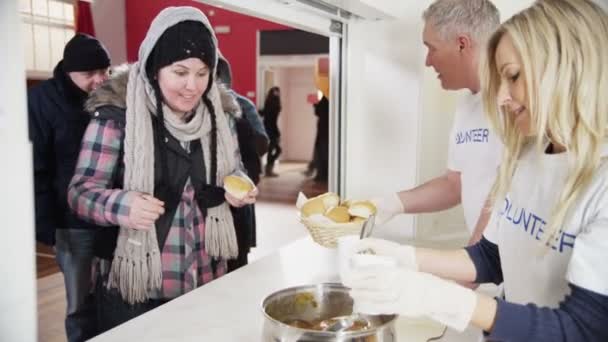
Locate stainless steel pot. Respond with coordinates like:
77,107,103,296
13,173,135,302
262,283,397,342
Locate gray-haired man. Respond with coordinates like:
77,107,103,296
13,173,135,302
374,0,502,242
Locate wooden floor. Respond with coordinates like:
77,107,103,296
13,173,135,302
36,162,327,342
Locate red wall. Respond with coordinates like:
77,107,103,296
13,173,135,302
125,0,291,103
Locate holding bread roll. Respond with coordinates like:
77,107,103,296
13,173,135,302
224,175,255,199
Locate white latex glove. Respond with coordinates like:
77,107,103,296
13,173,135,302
342,255,477,331
350,238,418,271
371,193,405,226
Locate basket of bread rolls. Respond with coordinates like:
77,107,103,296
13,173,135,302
296,192,376,248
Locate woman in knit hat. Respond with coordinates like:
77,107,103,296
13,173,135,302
68,7,257,331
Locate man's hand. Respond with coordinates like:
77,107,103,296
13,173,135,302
342,255,477,331
129,191,165,229
371,193,404,226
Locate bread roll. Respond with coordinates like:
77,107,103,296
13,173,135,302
224,175,255,199
325,206,350,223
348,201,376,219
300,197,326,217
317,192,340,210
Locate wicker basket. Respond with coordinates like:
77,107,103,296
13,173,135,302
300,217,365,248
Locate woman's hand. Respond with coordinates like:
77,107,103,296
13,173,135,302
224,188,258,208
129,191,165,230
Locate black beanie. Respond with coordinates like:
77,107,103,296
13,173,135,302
216,55,232,88
146,20,216,81
63,33,110,72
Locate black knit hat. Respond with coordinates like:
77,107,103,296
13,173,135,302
146,20,216,80
63,33,110,72
216,55,232,88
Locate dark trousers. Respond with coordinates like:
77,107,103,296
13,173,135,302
55,229,97,342
266,138,283,173
95,264,168,334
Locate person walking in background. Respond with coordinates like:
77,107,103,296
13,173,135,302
262,87,282,177
68,7,257,331
217,55,268,272
27,33,110,342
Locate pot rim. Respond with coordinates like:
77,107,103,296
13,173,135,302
260,282,399,337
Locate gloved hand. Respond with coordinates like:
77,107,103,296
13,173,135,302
342,255,477,331
350,238,418,271
370,193,405,226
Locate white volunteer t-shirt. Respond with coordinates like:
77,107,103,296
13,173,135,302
448,93,502,232
484,147,608,308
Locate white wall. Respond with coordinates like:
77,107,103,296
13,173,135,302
0,0,37,342
91,0,127,65
344,8,424,240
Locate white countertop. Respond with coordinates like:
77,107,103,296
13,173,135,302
93,237,476,342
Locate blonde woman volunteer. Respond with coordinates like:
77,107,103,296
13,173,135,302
343,0,608,341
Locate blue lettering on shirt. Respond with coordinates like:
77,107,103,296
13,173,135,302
456,128,490,145
498,198,576,253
***
# ÉNONCÉ DU PROBLÈME
Extrayez sans aucune modification les lignes des enregistrements, en commençant par celle qui contient « Locate white countertop. » et en terminant à la fin des enregistrements, ces deux limites incluses.

# RÉPONSE RÉDIGÉE
Locate white countertop. Respond with coordinates like:
77,107,103,296
13,173,135,302
93,237,476,342
Locate blonde woman volunteer. Respond with coordinates like:
77,107,103,296
13,173,135,302
343,0,608,341
Locate blue lettering on shirt. Respond with coordinates like:
77,107,103,296
13,173,135,302
456,128,490,145
498,198,576,253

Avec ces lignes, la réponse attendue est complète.